• _Work required_
Only the lines running from the one with "Subject: eyeglasses" to the end of the listing should be returned, each exactly as it appears, with both ends kept.

• _Data supplied_
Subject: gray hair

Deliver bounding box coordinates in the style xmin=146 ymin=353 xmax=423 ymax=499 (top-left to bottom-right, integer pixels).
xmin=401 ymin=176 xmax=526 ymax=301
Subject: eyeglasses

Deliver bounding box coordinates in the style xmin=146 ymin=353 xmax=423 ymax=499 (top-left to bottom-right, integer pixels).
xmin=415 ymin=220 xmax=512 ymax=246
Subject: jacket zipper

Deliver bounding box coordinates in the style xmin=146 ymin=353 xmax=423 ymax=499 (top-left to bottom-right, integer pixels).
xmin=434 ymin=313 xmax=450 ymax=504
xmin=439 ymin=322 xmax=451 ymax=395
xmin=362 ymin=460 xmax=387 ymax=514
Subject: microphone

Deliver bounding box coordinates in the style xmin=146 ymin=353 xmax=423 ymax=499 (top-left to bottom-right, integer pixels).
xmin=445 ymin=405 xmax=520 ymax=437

• _Solution to this exercise_
Subject: eyeglasses

Deliver bounding box coordinates in the style xmin=146 ymin=353 xmax=423 ymax=499 (top-left to bottom-right, integer pixels).
xmin=415 ymin=220 xmax=512 ymax=246
Subject: jacket zipper

Deliver bounding box coordinates in the style xmin=146 ymin=353 xmax=423 ymax=499 (top-left to bottom-right, integer pixels).
xmin=434 ymin=313 xmax=450 ymax=504
xmin=439 ymin=322 xmax=451 ymax=395
xmin=362 ymin=460 xmax=387 ymax=514
Subject: microphone

Deliver bounding box coordinates in the style xmin=146 ymin=353 xmax=423 ymax=499 (top-left to bottom-right, integer pixels).
xmin=445 ymin=405 xmax=520 ymax=437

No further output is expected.